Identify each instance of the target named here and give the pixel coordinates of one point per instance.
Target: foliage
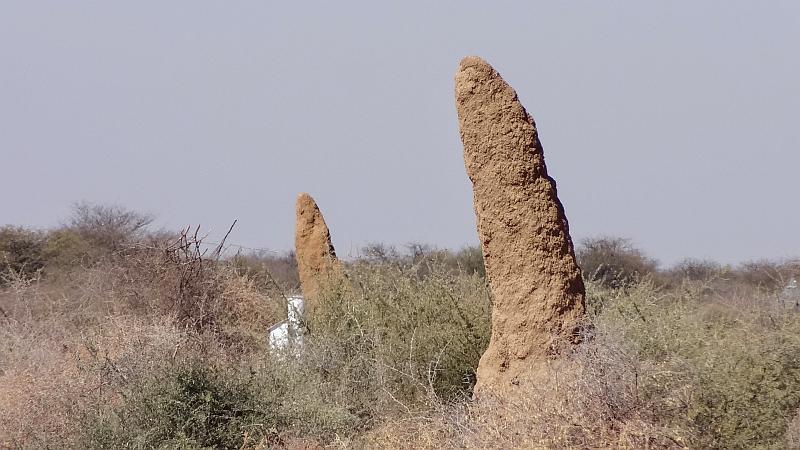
(21, 252)
(613, 262)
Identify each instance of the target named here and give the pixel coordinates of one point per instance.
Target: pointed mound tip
(304, 199)
(472, 67)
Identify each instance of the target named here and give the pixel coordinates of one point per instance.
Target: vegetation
(116, 336)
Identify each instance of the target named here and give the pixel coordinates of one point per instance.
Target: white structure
(288, 332)
(791, 293)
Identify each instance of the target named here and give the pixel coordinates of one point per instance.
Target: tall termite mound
(536, 285)
(316, 258)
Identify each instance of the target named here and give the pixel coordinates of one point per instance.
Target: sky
(673, 123)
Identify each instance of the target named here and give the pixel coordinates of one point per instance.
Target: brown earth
(316, 257)
(536, 285)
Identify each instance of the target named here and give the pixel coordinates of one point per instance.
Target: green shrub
(21, 252)
(191, 405)
(613, 262)
(726, 370)
(399, 338)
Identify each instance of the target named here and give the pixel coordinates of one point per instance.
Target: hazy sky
(671, 123)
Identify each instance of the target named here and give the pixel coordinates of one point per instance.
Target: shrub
(613, 262)
(21, 253)
(729, 371)
(108, 228)
(191, 405)
(402, 339)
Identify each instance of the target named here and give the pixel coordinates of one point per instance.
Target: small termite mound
(316, 258)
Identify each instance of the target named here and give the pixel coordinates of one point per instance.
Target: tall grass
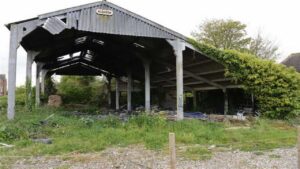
(72, 134)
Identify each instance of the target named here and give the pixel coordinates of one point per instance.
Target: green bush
(81, 90)
(275, 86)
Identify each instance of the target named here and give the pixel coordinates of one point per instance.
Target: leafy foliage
(81, 89)
(223, 34)
(263, 48)
(275, 86)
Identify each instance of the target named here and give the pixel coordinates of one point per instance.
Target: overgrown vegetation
(231, 34)
(73, 134)
(82, 90)
(276, 87)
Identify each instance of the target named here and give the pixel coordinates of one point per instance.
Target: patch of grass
(259, 153)
(197, 153)
(73, 134)
(274, 156)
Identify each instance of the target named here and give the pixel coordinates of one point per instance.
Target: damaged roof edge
(18, 22)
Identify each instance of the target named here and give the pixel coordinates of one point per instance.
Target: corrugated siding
(120, 23)
(54, 25)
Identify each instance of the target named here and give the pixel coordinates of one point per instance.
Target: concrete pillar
(12, 71)
(38, 85)
(147, 87)
(252, 103)
(194, 100)
(178, 48)
(29, 80)
(129, 91)
(43, 77)
(117, 94)
(109, 91)
(5, 87)
(225, 102)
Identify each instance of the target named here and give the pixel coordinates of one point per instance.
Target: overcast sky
(278, 20)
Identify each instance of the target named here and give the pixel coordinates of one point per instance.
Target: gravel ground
(139, 158)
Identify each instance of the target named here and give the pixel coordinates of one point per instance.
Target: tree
(263, 48)
(223, 34)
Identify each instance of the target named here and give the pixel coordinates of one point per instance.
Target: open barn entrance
(104, 39)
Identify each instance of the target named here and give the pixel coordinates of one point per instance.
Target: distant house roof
(293, 61)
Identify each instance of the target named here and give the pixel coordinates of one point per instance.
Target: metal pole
(28, 80)
(147, 87)
(37, 85)
(117, 94)
(225, 102)
(129, 90)
(178, 48)
(298, 145)
(12, 72)
(172, 145)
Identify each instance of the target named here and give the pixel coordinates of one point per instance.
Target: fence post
(298, 146)
(172, 151)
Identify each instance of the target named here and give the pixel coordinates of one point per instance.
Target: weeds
(73, 134)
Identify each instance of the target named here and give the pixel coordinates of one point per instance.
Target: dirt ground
(139, 158)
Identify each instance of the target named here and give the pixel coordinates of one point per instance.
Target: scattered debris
(45, 121)
(196, 115)
(54, 101)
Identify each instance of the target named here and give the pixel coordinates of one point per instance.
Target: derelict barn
(102, 38)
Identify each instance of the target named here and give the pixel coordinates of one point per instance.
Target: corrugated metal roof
(293, 61)
(122, 22)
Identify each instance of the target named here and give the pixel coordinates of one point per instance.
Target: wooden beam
(193, 75)
(200, 82)
(215, 88)
(187, 66)
(199, 74)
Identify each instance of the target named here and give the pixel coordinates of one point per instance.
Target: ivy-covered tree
(230, 34)
(223, 34)
(263, 48)
(276, 87)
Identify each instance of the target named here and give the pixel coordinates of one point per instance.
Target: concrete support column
(129, 91)
(29, 80)
(43, 76)
(147, 87)
(12, 71)
(194, 100)
(38, 85)
(117, 94)
(225, 102)
(109, 91)
(5, 88)
(178, 48)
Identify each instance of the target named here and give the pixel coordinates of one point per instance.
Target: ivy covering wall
(276, 87)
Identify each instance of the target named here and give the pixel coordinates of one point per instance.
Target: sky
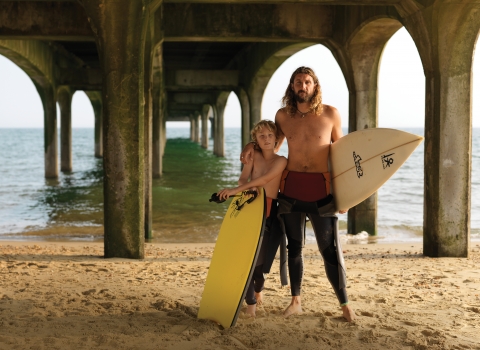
(401, 79)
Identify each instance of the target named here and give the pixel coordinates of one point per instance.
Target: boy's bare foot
(251, 310)
(259, 297)
(348, 313)
(295, 307)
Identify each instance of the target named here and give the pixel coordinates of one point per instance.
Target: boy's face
(266, 138)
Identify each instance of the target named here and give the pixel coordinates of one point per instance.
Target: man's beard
(306, 97)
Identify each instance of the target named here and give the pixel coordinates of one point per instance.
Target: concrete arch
(37, 60)
(359, 58)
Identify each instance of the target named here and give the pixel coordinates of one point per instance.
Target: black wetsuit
(293, 213)
(273, 238)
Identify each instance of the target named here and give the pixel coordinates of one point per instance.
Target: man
(310, 127)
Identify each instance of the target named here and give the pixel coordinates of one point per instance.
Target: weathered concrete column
(212, 124)
(363, 52)
(48, 98)
(120, 29)
(64, 98)
(95, 98)
(219, 133)
(255, 94)
(245, 104)
(196, 127)
(204, 132)
(452, 31)
(158, 108)
(192, 127)
(148, 125)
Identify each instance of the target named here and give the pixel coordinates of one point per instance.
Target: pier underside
(148, 61)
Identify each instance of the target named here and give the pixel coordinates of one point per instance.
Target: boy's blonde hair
(268, 124)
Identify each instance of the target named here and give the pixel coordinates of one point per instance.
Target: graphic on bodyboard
(233, 259)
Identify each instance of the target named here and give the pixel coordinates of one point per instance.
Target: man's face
(266, 138)
(303, 87)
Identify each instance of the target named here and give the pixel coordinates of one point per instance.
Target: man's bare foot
(348, 313)
(259, 297)
(295, 307)
(251, 310)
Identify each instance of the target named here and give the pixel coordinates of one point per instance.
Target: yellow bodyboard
(233, 260)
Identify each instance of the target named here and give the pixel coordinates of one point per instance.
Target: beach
(65, 295)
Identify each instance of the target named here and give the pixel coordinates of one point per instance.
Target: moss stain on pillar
(120, 30)
(64, 98)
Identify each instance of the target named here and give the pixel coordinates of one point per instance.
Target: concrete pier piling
(64, 98)
(120, 29)
(204, 132)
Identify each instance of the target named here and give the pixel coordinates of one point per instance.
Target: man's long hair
(289, 102)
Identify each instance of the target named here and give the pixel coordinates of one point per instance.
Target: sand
(67, 296)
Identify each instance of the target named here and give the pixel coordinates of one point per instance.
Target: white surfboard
(362, 161)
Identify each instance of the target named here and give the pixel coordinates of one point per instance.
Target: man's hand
(225, 193)
(247, 153)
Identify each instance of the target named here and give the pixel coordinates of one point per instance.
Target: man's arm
(337, 132)
(280, 134)
(246, 172)
(275, 170)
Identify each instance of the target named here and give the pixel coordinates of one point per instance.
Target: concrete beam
(191, 98)
(171, 118)
(59, 20)
(327, 2)
(80, 79)
(195, 80)
(237, 22)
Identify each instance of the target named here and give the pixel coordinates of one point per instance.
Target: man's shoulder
(330, 111)
(279, 158)
(281, 113)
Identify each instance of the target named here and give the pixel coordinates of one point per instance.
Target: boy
(265, 170)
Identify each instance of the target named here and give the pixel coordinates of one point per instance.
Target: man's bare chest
(302, 130)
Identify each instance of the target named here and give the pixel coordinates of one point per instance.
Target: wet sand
(67, 296)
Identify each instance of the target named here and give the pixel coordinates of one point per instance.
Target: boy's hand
(247, 153)
(225, 193)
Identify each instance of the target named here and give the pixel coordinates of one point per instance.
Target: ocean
(71, 208)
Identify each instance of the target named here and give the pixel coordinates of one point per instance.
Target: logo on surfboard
(246, 197)
(387, 160)
(357, 159)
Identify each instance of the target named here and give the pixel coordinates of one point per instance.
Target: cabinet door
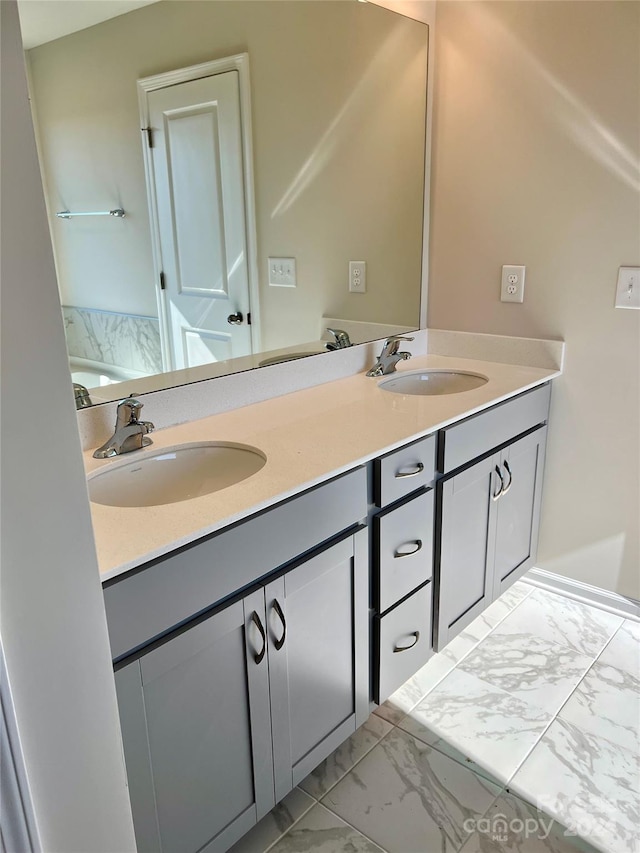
(196, 730)
(518, 509)
(318, 627)
(464, 576)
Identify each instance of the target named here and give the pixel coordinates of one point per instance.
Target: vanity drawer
(404, 642)
(403, 539)
(164, 594)
(462, 442)
(404, 471)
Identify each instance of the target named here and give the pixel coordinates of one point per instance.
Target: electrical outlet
(282, 272)
(357, 277)
(512, 284)
(628, 288)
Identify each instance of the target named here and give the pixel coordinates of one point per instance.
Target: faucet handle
(128, 411)
(341, 339)
(392, 343)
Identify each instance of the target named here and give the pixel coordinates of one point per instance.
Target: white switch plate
(282, 272)
(357, 277)
(512, 283)
(628, 288)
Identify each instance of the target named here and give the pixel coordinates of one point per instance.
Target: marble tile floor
(522, 736)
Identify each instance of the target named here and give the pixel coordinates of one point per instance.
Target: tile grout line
(354, 765)
(289, 828)
(456, 664)
(355, 828)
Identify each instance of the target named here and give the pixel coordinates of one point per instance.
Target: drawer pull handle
(258, 656)
(496, 495)
(508, 470)
(280, 643)
(418, 470)
(417, 545)
(415, 634)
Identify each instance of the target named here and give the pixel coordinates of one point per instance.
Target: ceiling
(45, 20)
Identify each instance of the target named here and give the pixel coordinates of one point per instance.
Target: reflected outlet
(512, 283)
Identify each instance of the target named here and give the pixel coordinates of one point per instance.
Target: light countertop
(307, 436)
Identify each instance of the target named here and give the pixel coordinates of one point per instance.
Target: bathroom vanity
(245, 654)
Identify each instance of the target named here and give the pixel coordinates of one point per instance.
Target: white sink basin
(433, 381)
(175, 474)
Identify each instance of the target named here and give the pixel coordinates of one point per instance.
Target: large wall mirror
(325, 173)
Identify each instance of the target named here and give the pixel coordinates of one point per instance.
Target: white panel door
(198, 175)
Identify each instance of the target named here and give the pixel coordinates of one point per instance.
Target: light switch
(628, 288)
(282, 272)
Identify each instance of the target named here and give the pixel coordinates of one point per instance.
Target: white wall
(536, 161)
(52, 617)
(333, 100)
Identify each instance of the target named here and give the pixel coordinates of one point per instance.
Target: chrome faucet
(130, 433)
(341, 339)
(389, 356)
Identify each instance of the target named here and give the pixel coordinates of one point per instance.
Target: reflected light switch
(628, 288)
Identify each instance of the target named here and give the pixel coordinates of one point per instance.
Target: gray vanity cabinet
(489, 516)
(221, 720)
(317, 618)
(196, 731)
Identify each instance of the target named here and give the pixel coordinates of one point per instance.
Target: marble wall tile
(121, 339)
(486, 724)
(275, 824)
(563, 621)
(332, 769)
(607, 703)
(513, 826)
(623, 651)
(407, 796)
(532, 668)
(321, 831)
(588, 783)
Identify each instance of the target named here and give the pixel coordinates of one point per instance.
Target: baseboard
(593, 595)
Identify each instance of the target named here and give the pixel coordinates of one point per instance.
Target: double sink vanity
(353, 530)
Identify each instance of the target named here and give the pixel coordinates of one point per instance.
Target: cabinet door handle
(418, 470)
(415, 634)
(496, 495)
(508, 470)
(417, 545)
(280, 643)
(256, 621)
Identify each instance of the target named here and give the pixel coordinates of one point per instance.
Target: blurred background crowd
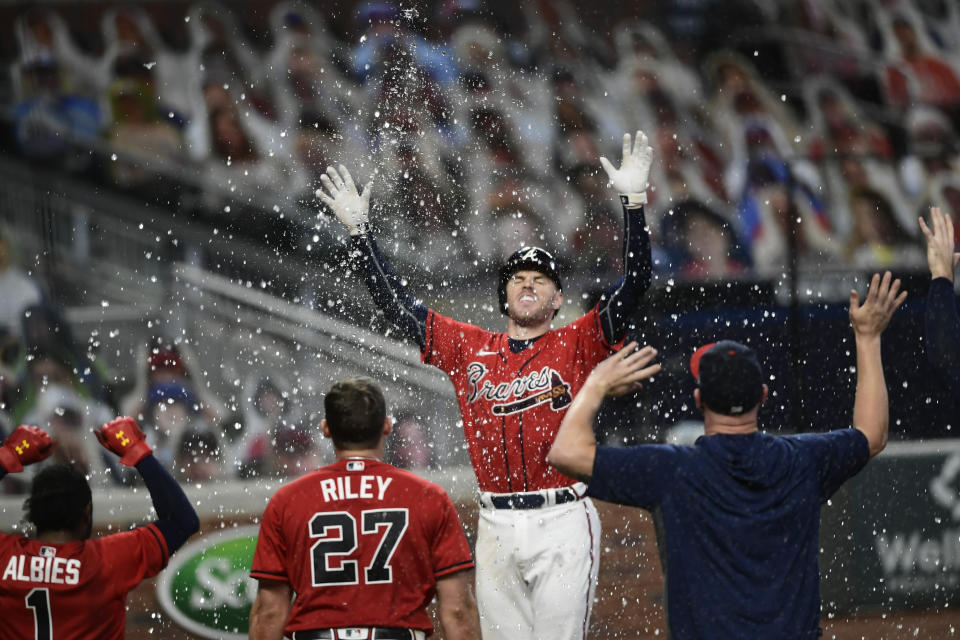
※
TASK OBJECTIVE :: With pictures left out, repeat exactly the lines from the one containing "Target: baseboard" through the last line of the data above, inclusive, and nothing else.

ANSWER BOX ::
Target: baseboard
(593, 595)
Identify each instance of the target named here and give the pixel coordinates of one point per instance.
Target: double sink vanity
(353, 530)
Identify each instance of the target named here and give the pixel coordinates of one point per instance.
Target: cabinet door handle
(418, 470)
(415, 634)
(496, 495)
(508, 470)
(417, 545)
(280, 643)
(256, 621)
Identify each instance of the target named here and give the pixel coordinates of one point per instance.
Target: blurred background crowd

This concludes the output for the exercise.